- Exercise brief -
Arrange every line of the records below as a JSON list of strings, one string per line, leaving out blank lines.
## Begin The data
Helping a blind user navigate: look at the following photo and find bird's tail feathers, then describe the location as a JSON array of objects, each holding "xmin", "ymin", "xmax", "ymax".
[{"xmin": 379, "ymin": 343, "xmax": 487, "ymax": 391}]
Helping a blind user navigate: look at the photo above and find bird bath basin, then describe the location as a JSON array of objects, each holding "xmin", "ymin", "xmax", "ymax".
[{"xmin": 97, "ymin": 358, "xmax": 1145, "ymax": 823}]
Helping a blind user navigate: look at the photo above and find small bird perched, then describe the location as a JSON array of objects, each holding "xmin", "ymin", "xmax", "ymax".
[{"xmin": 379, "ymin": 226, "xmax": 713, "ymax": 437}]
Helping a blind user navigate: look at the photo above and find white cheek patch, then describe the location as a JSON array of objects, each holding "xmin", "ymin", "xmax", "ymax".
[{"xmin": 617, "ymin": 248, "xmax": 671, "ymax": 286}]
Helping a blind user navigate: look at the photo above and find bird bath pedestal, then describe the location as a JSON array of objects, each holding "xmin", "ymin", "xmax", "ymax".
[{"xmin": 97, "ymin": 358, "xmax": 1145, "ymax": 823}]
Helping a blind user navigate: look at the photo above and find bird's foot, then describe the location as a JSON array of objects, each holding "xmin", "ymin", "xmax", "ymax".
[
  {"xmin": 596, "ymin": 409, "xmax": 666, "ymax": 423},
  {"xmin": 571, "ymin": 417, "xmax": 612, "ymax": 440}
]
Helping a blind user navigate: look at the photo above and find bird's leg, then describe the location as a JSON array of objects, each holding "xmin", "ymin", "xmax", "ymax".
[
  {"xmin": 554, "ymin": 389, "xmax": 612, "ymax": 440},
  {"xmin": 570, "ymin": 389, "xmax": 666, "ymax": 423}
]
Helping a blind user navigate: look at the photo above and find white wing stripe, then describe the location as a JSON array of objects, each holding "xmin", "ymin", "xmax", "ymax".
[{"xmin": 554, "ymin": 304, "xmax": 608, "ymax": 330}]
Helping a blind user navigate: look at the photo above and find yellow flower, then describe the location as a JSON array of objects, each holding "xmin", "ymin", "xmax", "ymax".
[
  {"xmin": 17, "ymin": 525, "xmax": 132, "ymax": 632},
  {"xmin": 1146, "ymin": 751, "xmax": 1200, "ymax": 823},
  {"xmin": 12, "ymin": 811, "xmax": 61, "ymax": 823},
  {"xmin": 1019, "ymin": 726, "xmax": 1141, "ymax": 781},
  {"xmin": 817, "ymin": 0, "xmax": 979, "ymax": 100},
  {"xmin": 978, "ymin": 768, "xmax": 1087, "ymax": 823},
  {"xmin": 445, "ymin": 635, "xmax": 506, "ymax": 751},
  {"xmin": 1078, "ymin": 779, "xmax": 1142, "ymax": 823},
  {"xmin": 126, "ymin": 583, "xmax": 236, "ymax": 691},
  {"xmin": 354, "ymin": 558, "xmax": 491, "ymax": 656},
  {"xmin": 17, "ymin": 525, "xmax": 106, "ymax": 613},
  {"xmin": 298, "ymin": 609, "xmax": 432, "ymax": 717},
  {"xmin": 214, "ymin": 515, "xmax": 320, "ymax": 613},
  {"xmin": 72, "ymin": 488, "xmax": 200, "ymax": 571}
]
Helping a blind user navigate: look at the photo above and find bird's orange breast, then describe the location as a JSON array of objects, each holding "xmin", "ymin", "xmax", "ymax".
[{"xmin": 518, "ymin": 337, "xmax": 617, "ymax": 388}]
## End The data
- Exercise result -
[
  "Helping a blind user navigate: look at the following photo and find bird's tail feathers, then describe the location as a JSON array of objects, each holding \"xmin\", \"ymin\", \"xmax\", \"ymax\".",
  "[{\"xmin\": 379, \"ymin\": 343, \"xmax\": 487, \"ymax\": 391}]",
  "Helping a blind user navigate: look at the photo above and find bird bath basin, then describe the location as a JSON array of objects, each holding \"xmin\", \"ymin\", \"xmax\", \"ymax\".",
  "[{\"xmin\": 97, \"ymin\": 358, \"xmax\": 1145, \"ymax\": 823}]",
  "Helping a blind user navigate: look at the photo above and find small bird perched, then describe the location as a JSON array of objects, each holding \"xmin\", \"ymin\", \"xmax\", \"ymax\".",
  "[{\"xmin\": 379, \"ymin\": 226, \"xmax\": 713, \"ymax\": 437}]",
  "Helping a blind user navigate: look at the photo above and find white cheek patch, then describe the location as a JSON array of objects, each holding \"xmin\", \"ymin\", \"xmax\", \"ymax\".",
  "[{\"xmin\": 617, \"ymin\": 248, \"xmax\": 671, \"ymax\": 286}]",
  "Helping a blind user navigate: look at the photo above and find bird bath pedestal, then describe the location as a JSON array of objects, each holding \"xmin\", \"ymin\", \"xmax\", \"ymax\".",
  "[{\"xmin\": 97, \"ymin\": 358, \"xmax\": 1145, \"ymax\": 823}]",
  "Helping a blind user navigate: look at the photo above and find bird's foot, then describe the location as a JSON array of objects, each holding \"xmin\", \"ymin\", \"xmax\", \"ymax\".",
  "[",
  "  {\"xmin\": 596, \"ymin\": 409, \"xmax\": 666, \"ymax\": 423},",
  "  {\"xmin\": 571, \"ymin\": 417, \"xmax\": 612, \"ymax\": 440}",
  "]",
  "Helping a blind user navigate: look at the photo above and find bird's leg, then describe the location as a JSON array of objects, each holding \"xmin\", \"ymin\", \"xmax\", \"ymax\".",
  "[",
  "  {\"xmin\": 554, \"ymin\": 389, \"xmax\": 612, \"ymax\": 440},",
  "  {\"xmin\": 570, \"ymin\": 389, \"xmax\": 666, \"ymax\": 423}",
  "]",
  "Helping a blind user navigate: look at the photo above and find white wing stripe, then describe the location as a JSON array of objects, each holding \"xmin\", \"ymin\", \"xmax\", \"ymax\".",
  "[{\"xmin\": 554, \"ymin\": 304, \"xmax\": 608, \"ymax\": 330}]",
  "Helping a blind user navigate: look at the photo above and find yellow flower, then describe the location as a JSON array of objects, each holding \"xmin\", \"ymin\", \"xmax\", \"ymax\".",
  "[",
  "  {\"xmin\": 17, \"ymin\": 525, \"xmax\": 132, \"ymax\": 632},",
  "  {\"xmin\": 1146, \"ymin\": 751, \"xmax\": 1200, \"ymax\": 823},",
  "  {\"xmin\": 12, \"ymin\": 811, \"xmax\": 61, \"ymax\": 823},",
  "  {\"xmin\": 1019, \"ymin\": 726, \"xmax\": 1141, \"ymax\": 781},",
  "  {\"xmin\": 817, \"ymin\": 0, \"xmax\": 979, \"ymax\": 100},",
  "  {\"xmin\": 978, \"ymin\": 768, \"xmax\": 1087, \"ymax\": 823},",
  "  {\"xmin\": 445, \"ymin\": 635, \"xmax\": 506, \"ymax\": 751},",
  "  {\"xmin\": 1078, \"ymin\": 779, \"xmax\": 1142, \"ymax\": 823},",
  "  {\"xmin\": 126, \"ymin\": 583, \"xmax\": 236, \"ymax\": 691},",
  "  {\"xmin\": 354, \"ymin\": 558, \"xmax\": 491, \"ymax\": 656},",
  "  {\"xmin\": 17, \"ymin\": 525, \"xmax\": 106, \"ymax\": 613},",
  "  {\"xmin\": 298, \"ymin\": 609, \"xmax\": 432, \"ymax\": 717},",
  "  {\"xmin\": 214, \"ymin\": 515, \"xmax\": 320, \"ymax\": 613},",
  "  {\"xmin\": 72, \"ymin\": 488, \"xmax\": 200, \"ymax\": 571}",
  "]",
  "Helping a blind user navigate: look at the photo above and find bird's orange breast, then describe the location as a JSON array of objects, each holding \"xmin\", \"ymin\", \"xmax\", \"ymax\".",
  "[{\"xmin\": 518, \"ymin\": 337, \"xmax\": 617, \"ymax\": 388}]"
]